## BEGIN RECORD EXTRACTS
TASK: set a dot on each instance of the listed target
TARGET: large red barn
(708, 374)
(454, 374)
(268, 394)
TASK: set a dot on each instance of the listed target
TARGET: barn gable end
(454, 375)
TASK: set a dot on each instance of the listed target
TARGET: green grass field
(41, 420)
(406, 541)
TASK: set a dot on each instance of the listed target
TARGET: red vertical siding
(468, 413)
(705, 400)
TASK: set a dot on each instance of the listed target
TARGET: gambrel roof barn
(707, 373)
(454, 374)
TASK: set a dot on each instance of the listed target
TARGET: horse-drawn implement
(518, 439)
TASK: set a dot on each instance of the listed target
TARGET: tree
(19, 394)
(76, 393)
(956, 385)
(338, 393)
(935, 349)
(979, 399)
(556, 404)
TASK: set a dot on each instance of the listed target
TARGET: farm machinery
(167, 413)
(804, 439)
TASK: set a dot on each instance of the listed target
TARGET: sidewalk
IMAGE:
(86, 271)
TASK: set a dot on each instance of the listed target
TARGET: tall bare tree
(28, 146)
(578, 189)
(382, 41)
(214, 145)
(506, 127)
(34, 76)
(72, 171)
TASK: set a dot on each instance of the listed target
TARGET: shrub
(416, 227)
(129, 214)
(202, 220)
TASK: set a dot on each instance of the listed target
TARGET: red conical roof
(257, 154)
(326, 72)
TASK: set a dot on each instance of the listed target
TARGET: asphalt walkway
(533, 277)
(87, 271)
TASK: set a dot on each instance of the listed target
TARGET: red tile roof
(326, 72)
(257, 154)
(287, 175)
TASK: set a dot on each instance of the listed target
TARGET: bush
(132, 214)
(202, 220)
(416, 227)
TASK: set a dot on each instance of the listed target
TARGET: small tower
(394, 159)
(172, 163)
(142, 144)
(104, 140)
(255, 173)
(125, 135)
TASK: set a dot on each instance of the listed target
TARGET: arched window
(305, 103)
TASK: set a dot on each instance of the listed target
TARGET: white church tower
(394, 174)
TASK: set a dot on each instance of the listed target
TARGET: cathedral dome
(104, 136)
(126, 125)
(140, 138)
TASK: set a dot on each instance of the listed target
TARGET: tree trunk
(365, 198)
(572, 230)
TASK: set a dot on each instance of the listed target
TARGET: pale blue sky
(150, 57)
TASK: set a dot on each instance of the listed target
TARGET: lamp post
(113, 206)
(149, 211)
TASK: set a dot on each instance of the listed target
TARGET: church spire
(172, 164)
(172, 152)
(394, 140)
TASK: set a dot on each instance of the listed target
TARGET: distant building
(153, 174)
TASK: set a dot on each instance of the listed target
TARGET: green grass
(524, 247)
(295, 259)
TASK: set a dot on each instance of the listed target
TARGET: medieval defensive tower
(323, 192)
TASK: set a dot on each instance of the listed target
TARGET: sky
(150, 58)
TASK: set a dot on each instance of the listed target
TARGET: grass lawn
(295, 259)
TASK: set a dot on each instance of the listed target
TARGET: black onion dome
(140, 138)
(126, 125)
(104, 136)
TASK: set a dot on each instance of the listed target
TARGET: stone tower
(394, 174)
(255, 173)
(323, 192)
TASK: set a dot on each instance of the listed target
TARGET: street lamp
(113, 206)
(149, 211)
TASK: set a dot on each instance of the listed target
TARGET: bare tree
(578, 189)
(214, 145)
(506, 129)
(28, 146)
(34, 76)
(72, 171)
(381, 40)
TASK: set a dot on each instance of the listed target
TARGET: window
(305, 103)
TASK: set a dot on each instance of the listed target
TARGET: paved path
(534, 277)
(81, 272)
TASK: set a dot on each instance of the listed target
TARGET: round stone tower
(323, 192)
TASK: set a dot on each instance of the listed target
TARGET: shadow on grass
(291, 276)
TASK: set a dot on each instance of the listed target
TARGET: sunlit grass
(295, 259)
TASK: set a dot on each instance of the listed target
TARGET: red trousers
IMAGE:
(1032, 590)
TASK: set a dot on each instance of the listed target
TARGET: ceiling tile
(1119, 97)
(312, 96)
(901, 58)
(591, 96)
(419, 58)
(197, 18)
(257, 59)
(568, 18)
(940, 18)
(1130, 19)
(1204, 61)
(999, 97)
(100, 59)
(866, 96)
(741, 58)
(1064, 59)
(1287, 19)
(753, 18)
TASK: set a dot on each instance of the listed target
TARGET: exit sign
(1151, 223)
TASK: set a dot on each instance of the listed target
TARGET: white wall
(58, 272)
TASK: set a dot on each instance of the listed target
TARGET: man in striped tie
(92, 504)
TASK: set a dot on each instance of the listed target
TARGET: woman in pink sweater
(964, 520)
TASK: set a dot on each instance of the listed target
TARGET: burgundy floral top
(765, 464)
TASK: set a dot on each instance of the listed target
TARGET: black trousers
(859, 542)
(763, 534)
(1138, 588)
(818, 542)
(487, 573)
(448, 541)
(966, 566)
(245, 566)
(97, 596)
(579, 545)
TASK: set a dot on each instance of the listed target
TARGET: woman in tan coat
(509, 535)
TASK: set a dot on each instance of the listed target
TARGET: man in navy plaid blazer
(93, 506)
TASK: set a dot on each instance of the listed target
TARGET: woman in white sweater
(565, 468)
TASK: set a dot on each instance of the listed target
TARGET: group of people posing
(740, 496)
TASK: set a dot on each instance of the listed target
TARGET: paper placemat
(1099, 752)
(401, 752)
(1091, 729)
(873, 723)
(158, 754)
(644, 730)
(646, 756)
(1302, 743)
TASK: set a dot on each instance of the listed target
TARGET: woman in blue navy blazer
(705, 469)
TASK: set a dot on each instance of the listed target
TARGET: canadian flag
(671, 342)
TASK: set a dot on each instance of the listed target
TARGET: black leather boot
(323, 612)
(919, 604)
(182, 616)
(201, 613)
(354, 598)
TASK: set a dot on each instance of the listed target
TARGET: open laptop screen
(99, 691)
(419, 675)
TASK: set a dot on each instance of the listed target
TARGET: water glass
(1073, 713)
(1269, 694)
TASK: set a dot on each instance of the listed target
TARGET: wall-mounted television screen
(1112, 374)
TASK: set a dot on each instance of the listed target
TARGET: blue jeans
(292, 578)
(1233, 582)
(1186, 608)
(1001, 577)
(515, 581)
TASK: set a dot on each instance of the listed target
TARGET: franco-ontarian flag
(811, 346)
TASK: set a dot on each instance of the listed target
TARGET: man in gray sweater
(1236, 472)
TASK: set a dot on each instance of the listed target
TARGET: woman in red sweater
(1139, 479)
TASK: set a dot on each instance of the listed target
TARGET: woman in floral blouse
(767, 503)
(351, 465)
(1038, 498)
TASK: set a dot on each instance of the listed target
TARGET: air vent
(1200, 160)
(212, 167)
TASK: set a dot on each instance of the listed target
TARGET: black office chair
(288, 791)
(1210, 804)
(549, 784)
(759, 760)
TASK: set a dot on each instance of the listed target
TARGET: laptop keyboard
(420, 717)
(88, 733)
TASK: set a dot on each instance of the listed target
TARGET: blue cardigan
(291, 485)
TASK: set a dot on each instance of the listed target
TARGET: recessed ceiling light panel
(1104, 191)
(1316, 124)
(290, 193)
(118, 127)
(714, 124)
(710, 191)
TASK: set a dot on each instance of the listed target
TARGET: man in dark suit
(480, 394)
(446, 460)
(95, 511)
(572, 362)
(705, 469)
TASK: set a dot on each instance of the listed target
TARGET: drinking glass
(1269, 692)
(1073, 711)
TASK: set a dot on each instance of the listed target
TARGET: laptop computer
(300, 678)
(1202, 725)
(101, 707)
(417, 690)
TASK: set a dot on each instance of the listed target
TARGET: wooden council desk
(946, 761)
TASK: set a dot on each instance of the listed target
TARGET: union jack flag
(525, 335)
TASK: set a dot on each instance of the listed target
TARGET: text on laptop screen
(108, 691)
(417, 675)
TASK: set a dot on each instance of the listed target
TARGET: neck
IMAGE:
## END RECORD EXTRACTS
:: TASK PROMPT ::
Set down all of the records shown above once more, exactly.

:: EXERCISE RESPONSE ::
TASK: set a dot on each instance of the listed target
TARGET: large red barn
(708, 374)
(454, 374)
(268, 394)
TASK: set a dot on each instance of the listed target
TARGET: barn gable end
(454, 375)
TASK: set a dot on each instance of the listed target
TARGET: green grass field
(41, 420)
(406, 541)
TASK: set a dot on each instance of the listed target
TARGET: red vertical siding
(468, 413)
(705, 400)
TASK: set a dot on each instance of the listed target
TARGET: gambrel roof barn
(707, 373)
(454, 374)
TASK: set a dot on each instance of the listed target
TARGET: horse-drawn implement
(518, 439)
TASK: set a dot on each instance of the listed target
TARGET: tree
(19, 394)
(76, 393)
(956, 385)
(338, 393)
(935, 349)
(979, 399)
(556, 404)
TASK: set a dot on each instance of the listed target
TARGET: farm machinery
(167, 413)
(804, 439)
TASK: set a dot on each instance of the listed target
TARGET: sidewalk
IMAGE:
(86, 271)
TASK: set a dot on each instance of the listed target
TARGET: tall bare tree
(28, 146)
(578, 189)
(382, 41)
(214, 145)
(506, 127)
(34, 76)
(72, 171)
TASK: set a dot on each instance of the listed target
TARGET: shrub
(416, 227)
(129, 214)
(202, 220)
TASK: set a dot on each instance of the listed target
TARGET: red conical roof
(257, 154)
(326, 72)
TASK: set a dot on each instance of the listed target
TARGET: asphalt walkway
(533, 277)
(87, 271)
TASK: set a dot on each instance of the listed target
TARGET: red tile roof
(326, 72)
(257, 154)
(287, 175)
TASK: set a dot on each instance of the listed target
TARGET: bush
(132, 214)
(202, 220)
(416, 227)
TASK: set a dot on each instance of the listed target
TARGET: small tower
(394, 159)
(172, 163)
(142, 144)
(104, 140)
(255, 173)
(125, 135)
TASK: set a dot on each instance of the listed target
TARGET: arched window
(305, 103)
TASK: set a dot on each instance of the listed target
TARGET: white church tower
(394, 174)
TASK: set a dot on each instance of the listed target
TARGET: cathedral dome
(104, 136)
(126, 125)
(140, 138)
TASK: set a dot on each instance of the listed target
TARGET: tree trunk
(365, 198)
(572, 230)
TASK: set a dot on each instance of the listed target
TARGET: pale blue sky
(150, 57)
TASK: set a dot on each instance of the listed target
TARGET: lamp post
(113, 206)
(149, 211)
TASK: set a dot on each instance of the listed target
TARGET: church spire
(172, 164)
(172, 152)
(394, 140)
TASK: set a dot on each instance of the listed target
TARGET: distant building
(153, 174)
TASK: set a dot on each instance of the listed target
TARGET: green grass
(524, 247)
(295, 259)
TASK: set a dot on each instance of the listed target
TARGET: medieval defensive tower
(323, 192)
TASK: set a dot on each instance of the listed target
TARGET: sky
(150, 58)
TASK: set a dot on each instance of the listed target
TARGET: grass lawn
(295, 259)
TASK: set a dot on each instance of the listed target
TARGET: black onion dome
(140, 138)
(126, 125)
(104, 136)
TASK: set a dot on each instance of the listed target
TARGET: stone tower
(394, 174)
(255, 173)
(323, 192)
TASK: set a dot on each instance of the listed target
TARGET: street lamp
(113, 206)
(149, 211)
TASK: set a dot on each instance of the listed target
TARGET: bare tree
(578, 189)
(214, 145)
(506, 129)
(28, 146)
(34, 76)
(72, 171)
(381, 40)
TASK: set a dot on each instance of the listed target
TARGET: window
(305, 103)
TASK: set a dot on each instance of the listed target
TARGET: paved path
(534, 277)
(81, 272)
TASK: set a dot on each instance of the listed target
TARGET: round stone tower
(323, 192)
TASK: set a dot on each instance of the listed target
TARGET: shadow on grass
(291, 276)
TASK: set a dot on each instance of the listed target
TARGET: sunlit grass
(295, 259)
TASK: set a dot on each instance of the listed target
TARGET: red trousers
IMAGE:
(1032, 590)
TASK: set a dot on each instance of the listed target
TARGET: ceiling tile
(1119, 97)
(312, 96)
(901, 58)
(591, 96)
(419, 58)
(197, 18)
(257, 59)
(568, 18)
(940, 18)
(1130, 19)
(1204, 61)
(999, 97)
(100, 59)
(866, 96)
(741, 58)
(1064, 59)
(1287, 19)
(753, 18)
TASK: set a dot on each instance of the listed target
TARGET: exit sign
(1151, 223)
TASK: set a dot on each instance of the listed target
TARGET: white wall
(58, 272)
TASK: set a dot on each instance of the listed target
TARGET: man in striped tie
(92, 504)
TASK: set a dot on each instance of the listed target
TARGET: woman in pink sweater
(964, 520)
TASK: set a dot on each instance of the listed target
TARGET: burgundy floral top
(765, 464)
TASK: set a dot on each instance of the listed target
TARGET: black trousers
(859, 542)
(763, 534)
(1138, 588)
(818, 542)
(487, 573)
(448, 541)
(966, 566)
(245, 566)
(97, 596)
(579, 545)
TASK: set a dot on each instance of the listed target
TARGET: woman in tan coat
(509, 535)
TASK: set a dot on each instance of the listed target
TARGET: man in navy plaid blazer
(93, 506)
TASK: set a dot on each instance of the listed target
TARGET: woman in white sweater
(565, 468)
TASK: set a dot on each instance of the listed target
TARGET: group of people posing
(740, 496)
TASK: set a dot on each instance of the listed target
TARGET: paper placemat
(1099, 752)
(401, 752)
(1091, 729)
(873, 723)
(158, 754)
(644, 730)
(646, 756)
(1302, 743)
TASK: set a dot on each instance of the listed target
TARGET: woman in blue navy blazer
(705, 469)
TASK: set a dot on each instance of the listed target
TARGET: canadian flag
(671, 342)
TASK: set a dot on each instance of the listed target
TARGET: black leather boot
(323, 612)
(919, 604)
(182, 616)
(201, 613)
(354, 598)
TASK: set a dot on each instance of the listed target
TARGET: open laptop screen
(99, 691)
(419, 675)
TASK: set a dot on each instance of the listed target
TARGET: water glass
(1073, 713)
(1269, 694)
TASK: set a dot on each instance of the listed target
TARGET: wall-mounted television screen
(1112, 374)
TASK: set a dot on each instance of the listed target
TARGET: blue jeans
(292, 578)
(1233, 582)
(1186, 608)
(1001, 577)
(515, 581)
TASK: set a dot on each instance of the listed target
TARGET: franco-ontarian flag
(811, 346)
TASK: set a dot on each instance of the listed target
TARGET: man in gray sweater
(1236, 472)
TASK: set a dot on each instance of the listed target
TARGET: woman in red sweater
(1139, 479)
TASK: set a dot on each instance of the listed target
TARGET: woman in floral blouse
(767, 503)
(351, 465)
(1038, 498)
TASK: set a dot on each instance of the listed target
TARGET: air vent
(1200, 160)
(212, 167)
TASK: set a dot on each instance of the listed target
TARGET: black office chair
(288, 791)
(1210, 804)
(549, 784)
(759, 760)
TASK: set a dot on each instance of the listed target
TARGET: laptop keyboard
(420, 717)
(88, 733)
TASK: set a dot on each instance of the listed target
TARGET: blue cardigan
(291, 485)
TASK: set a dot on each instance of the listed target
TARGET: recessed ceiling light panel
(1104, 191)
(1316, 124)
(290, 193)
(118, 127)
(714, 124)
(710, 191)
TASK: set a dot on each instance of the listed target
TARGET: man in dark suit
(480, 394)
(446, 460)
(95, 511)
(572, 362)
(705, 469)
TASK: set a dot on each instance of the listed target
TARGET: drinking glass
(1269, 692)
(1073, 711)
TASK: set a dot on each instance of the listed target
TARGET: laptop computer
(300, 678)
(1202, 725)
(101, 707)
(417, 690)
TASK: set a dot on each instance of the listed target
TARGET: wooden council desk
(946, 761)
TASK: set a dot on each instance of the listed target
TARGET: union jack flag
(525, 335)
TASK: set a dot on each instance of the listed target
TARGET: text on laptop screen
(108, 691)
(417, 675)
TASK: set a dot on each instance of the listed target
TARGET: neck
IMAGE:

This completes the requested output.